Source text.
An Auckland tourism leader hopes the city's second week of "freedom" will be better than the first, but is worried that the reopening of domestic borders will further damage the hard-hit industry.
Gavin Oliver runs EcoZip Adventures on Waiheke Island and said that after close to four months with no operating income, it was exciting to finally be able to reopen to visitors.
However, numbers were low.
Oliver, who is chair of the Auckland Tourism Regional Forum and deputy chair of Waiheke Island Tourism Incorporated, said speaking with colleagues around the city, the theme seemed to be fairly consistent.
Overall, forward bookings remain as bad as 90 per cent down on the same period last year.
"It's not pretty out there and the stories I'm hearing are alarming," he said.
Consumer confidence was important for tourism and he said it appeared brittle in Auckland, whose tourism industry has been hit harder than anywhere else in the country.
Level 3 and 4 lockdowns were imposed in Auckland for 107 days, and shorter periods over the whole country and then parts of Waikato and Northland, since the August MIQ failure let Delta into the community.
Latest electronic card data shows how badly Auckland was hit in October.
Spending of $72 million was down 60 per cent on last year and down 59 per cent on 2019. The total for New Zealand in October was $779m, down just 6 per cent on last year and 22 per cent on 2019. The Ministry of Business, Innovation and Employment figures show five South Island regions - some of which have been targeted for special help by Tourism Minister Stuart Nash - had spending increases in October compared to last year.
Auckland tourism firms have gained from wage subsidy and business resurgence payments for the latest lockdown, and there has also been taxpayer help for those affected by the big-spending Auckland market being confined to the city.
Oliver said one of the biggest problems for tourism was the need to book in advance, and if Covid setting changes were brought in at short notice, it was hard for many people to plan.
That meant the first part of December was a complete fizzer.
Unlike international visitors, domestic tourists would also cancel activities if the weather was no good, so operators were hoping for sunny skies in the lead-up to Christmas.
"The hope is that Aucklanders will start to exercise their new-found freedoms as we get closer to Christmas and we, mutually, start to get into the holiday mood."
There is currently little midweek demand, though weekend bookings were starting to pick up.
But the opening of Auckland's borders next week could result in an exodus from the city.
This wouldn't be counterbalanced by domestic arrivals, who previously made up about 20 per cent of his firm's summer business.
Auckland, as the centre of the Government's questionable strategy of locating MIQ in the CBD, had image problems that had hit a tourism industry that was worth $5.2 billion a year before the pandemic.
"Stories of a reluctance to travel to Auckland abound; this includes the cancellation of corporate groups unwilling to bring their non-Auckland based staff into the region," he said.
"Consequently, it appears likely that the traditional seasonal exodus of Aucklanders won't, to any measurable degree, be counterbalanced by an influx of visitors to the Auckland region."

Provided data.
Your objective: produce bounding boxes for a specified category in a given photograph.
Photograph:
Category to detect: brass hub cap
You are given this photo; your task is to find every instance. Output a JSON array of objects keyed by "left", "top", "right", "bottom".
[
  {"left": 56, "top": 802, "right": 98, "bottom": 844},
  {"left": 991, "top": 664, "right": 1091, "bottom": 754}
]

Check your understanding.
A - In the article on Auckland tourism, how many days were Level 3 and 4 lockdowns imposed in Auckland?
B - Carry the article on Auckland tourism forward from its last sentence.
The rows aren't needed for anything here.

Solved problems.
A - 107 days.

B -
However, he said It was great to be open again and operators were looking forward to summer.
Explore Group runs cruises in Auckland (and Northland) and its managing director William Goodfellow said Christmas party bookings in the city had been reasonable but the pure tourism operations were slow.
"The more experiential side of the business, whale and dolphin [watching] and sailing have been particularly slow."
However, the company was fielding inquiries for its multi-day Hauraki Gulf tours after Christmas and was hoping for a long summer.
Goodfellow said Auckland could suffer an image problem. "Some people will move on very quickly but there's bound to be some wider hesitation."
Auckland was the main gateway city for international tourists, who under current government plans won't be able to visit without going through MIQ until next May at the earliest - and even then they will have to spend seven days in self-isolation.
Oliver said this was impractical and the removal of government support would further damage the industry.
"It is clear that businesses reliant on the visitor economy are again going to find things getting a lot worse before they get better."
A government scheme to support Auckland attractions would be some help, he said.
The $25m Reactivating Tāmaki Makaurau Auckland Support Package includes $12m for a voucher and discount programme to encourage families and individuals to visit commercial attractions and council-owned facilities. Attraction and activity operators have to opt in.
About 130 businesses have already shown interest in the scheme. Pam Ford, director of investment and industry at Auckland Unlimited, which is involved in the programme, said the support would go some way to boost the economy and social wellbeing.
"We acknowledge the hardship that our entire destination industry has experienced over the past two years, and particularly during the most recent extended lockdown. All Aucklanders have also had a challenging time with 107 days in lockdown."
She said Tāmaki Makaurau Auckland was recently named the number one city to visit in Lonely Planet's Best in Travel 2022, an accolade that sent a strong message that Auckland remains an attractive and safe destination to explore.
"Aucklanders are leading the way in getting vaccinated and that goes some way in promoting our region as one that takes the health and safety of its residents seriously."